## Work order:
In the data below, one line contains "121L45 128L42 127L44" and a later one contains "</instance>". Print both, with every line between them, exactly and alone.

─── Provided data

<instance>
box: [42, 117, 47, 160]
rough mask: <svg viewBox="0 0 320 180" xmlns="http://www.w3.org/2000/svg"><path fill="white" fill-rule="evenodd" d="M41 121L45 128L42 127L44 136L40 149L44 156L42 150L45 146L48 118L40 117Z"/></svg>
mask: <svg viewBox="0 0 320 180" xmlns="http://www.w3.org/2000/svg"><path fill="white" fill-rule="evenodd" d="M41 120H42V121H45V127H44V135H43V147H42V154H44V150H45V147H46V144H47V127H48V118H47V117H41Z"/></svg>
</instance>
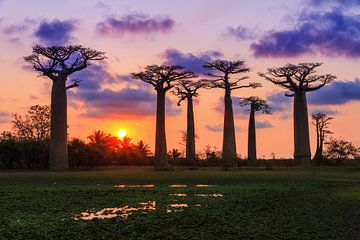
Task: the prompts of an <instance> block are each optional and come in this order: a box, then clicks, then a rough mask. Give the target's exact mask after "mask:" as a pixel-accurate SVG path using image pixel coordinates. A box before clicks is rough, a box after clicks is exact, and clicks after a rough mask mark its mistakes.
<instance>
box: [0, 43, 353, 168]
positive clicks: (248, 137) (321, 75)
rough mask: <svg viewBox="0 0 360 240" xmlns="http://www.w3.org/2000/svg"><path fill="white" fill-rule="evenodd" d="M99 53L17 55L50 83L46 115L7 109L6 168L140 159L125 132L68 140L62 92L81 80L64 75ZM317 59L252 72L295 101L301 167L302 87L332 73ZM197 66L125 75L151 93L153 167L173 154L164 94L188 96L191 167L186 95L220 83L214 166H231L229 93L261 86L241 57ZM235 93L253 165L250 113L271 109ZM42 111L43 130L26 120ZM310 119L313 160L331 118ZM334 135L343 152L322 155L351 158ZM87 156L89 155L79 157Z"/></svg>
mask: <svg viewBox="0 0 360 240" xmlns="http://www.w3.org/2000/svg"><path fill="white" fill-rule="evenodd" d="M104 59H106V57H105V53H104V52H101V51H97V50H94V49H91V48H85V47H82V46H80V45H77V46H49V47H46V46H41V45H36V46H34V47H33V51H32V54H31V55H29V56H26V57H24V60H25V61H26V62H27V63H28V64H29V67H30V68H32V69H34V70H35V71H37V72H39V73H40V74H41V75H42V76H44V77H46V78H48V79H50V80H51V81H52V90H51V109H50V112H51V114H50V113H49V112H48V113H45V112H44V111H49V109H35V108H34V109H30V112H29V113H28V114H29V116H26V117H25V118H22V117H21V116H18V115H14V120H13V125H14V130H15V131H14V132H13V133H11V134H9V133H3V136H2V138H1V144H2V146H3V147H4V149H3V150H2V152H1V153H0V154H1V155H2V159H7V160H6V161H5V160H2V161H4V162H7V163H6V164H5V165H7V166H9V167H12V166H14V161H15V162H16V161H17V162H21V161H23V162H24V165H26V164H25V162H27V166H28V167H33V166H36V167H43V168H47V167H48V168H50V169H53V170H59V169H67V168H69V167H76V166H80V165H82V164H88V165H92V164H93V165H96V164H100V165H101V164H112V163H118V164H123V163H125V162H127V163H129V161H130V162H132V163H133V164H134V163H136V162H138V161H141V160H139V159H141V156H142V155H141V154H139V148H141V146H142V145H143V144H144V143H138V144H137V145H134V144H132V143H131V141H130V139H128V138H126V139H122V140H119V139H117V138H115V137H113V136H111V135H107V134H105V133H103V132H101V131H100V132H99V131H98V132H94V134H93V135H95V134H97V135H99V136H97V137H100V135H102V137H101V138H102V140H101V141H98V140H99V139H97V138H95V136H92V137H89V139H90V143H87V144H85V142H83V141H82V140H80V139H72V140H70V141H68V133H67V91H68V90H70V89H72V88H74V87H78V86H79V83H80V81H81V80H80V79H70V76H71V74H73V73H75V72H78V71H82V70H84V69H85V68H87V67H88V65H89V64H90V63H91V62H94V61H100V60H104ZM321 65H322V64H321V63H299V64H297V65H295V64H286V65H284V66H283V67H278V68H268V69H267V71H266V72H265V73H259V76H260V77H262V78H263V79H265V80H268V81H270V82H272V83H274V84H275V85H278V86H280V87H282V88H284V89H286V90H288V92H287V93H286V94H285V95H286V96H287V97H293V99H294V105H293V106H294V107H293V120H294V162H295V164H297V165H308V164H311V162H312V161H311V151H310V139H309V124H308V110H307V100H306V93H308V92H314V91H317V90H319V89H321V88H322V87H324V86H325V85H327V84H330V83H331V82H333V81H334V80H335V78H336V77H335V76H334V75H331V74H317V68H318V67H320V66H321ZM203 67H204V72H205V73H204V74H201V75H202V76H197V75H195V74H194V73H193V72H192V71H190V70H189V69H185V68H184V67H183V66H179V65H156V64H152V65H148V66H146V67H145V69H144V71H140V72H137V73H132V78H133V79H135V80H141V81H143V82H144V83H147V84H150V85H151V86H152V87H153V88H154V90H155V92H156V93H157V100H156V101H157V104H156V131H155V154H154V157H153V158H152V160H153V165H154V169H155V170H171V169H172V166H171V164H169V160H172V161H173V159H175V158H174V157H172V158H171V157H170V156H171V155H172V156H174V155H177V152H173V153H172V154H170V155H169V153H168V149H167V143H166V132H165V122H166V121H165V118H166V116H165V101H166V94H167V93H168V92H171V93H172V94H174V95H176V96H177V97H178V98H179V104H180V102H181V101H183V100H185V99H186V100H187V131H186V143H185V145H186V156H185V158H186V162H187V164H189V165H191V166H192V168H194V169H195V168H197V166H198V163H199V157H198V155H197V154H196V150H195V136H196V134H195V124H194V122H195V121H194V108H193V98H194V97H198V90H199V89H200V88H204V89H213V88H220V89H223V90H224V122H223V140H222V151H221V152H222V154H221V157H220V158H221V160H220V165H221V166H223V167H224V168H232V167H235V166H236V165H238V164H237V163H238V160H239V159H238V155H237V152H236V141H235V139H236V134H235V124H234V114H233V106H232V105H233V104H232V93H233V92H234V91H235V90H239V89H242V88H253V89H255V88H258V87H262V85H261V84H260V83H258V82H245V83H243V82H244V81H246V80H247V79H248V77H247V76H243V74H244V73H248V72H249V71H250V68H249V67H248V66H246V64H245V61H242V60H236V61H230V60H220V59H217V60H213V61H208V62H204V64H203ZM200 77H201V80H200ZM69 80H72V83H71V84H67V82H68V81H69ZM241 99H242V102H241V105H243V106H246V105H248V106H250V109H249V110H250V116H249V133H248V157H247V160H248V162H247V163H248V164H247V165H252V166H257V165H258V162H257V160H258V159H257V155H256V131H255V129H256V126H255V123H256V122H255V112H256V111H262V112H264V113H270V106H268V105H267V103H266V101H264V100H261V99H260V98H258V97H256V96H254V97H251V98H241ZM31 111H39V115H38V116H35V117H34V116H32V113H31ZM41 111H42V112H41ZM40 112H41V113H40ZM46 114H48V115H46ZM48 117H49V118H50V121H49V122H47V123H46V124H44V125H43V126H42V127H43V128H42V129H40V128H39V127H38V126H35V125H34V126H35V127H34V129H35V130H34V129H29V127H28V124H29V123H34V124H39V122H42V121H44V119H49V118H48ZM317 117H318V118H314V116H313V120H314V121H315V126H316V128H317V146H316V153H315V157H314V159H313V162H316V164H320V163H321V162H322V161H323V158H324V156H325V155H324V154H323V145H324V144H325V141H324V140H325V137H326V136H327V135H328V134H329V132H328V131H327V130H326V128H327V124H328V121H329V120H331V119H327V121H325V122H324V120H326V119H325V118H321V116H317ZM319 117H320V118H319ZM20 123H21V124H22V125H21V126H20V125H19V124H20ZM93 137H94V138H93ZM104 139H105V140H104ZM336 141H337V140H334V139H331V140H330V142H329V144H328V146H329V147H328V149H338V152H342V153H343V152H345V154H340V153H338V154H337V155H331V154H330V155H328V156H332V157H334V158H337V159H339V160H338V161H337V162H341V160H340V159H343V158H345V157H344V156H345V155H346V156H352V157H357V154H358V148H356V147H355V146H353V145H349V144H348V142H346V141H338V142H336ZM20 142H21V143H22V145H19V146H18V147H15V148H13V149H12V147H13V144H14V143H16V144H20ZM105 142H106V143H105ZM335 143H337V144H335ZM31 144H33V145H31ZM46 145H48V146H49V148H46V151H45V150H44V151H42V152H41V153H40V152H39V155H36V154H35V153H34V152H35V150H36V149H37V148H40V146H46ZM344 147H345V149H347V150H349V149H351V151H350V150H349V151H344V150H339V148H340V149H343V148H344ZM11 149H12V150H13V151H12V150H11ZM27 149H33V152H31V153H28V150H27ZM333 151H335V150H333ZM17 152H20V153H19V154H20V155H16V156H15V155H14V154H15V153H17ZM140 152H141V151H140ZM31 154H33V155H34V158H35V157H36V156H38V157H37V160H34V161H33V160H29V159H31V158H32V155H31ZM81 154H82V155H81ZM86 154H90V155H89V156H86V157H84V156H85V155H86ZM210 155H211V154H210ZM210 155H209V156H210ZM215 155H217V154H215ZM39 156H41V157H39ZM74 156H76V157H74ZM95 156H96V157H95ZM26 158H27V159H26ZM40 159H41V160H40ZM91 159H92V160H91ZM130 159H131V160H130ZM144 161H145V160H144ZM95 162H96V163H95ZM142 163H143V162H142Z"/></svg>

──────

## Exercise solution:
rough mask: <svg viewBox="0 0 320 180" xmlns="http://www.w3.org/2000/svg"><path fill="white" fill-rule="evenodd" d="M41 121L45 128L42 127L44 136L40 149L44 156L42 150L45 146L48 118L40 117Z"/></svg>
mask: <svg viewBox="0 0 320 180" xmlns="http://www.w3.org/2000/svg"><path fill="white" fill-rule="evenodd" d="M41 120H42V121H45V127H44V135H43V147H42V154H44V150H45V147H46V144H47V127H48V118H47V117H41Z"/></svg>
</instance>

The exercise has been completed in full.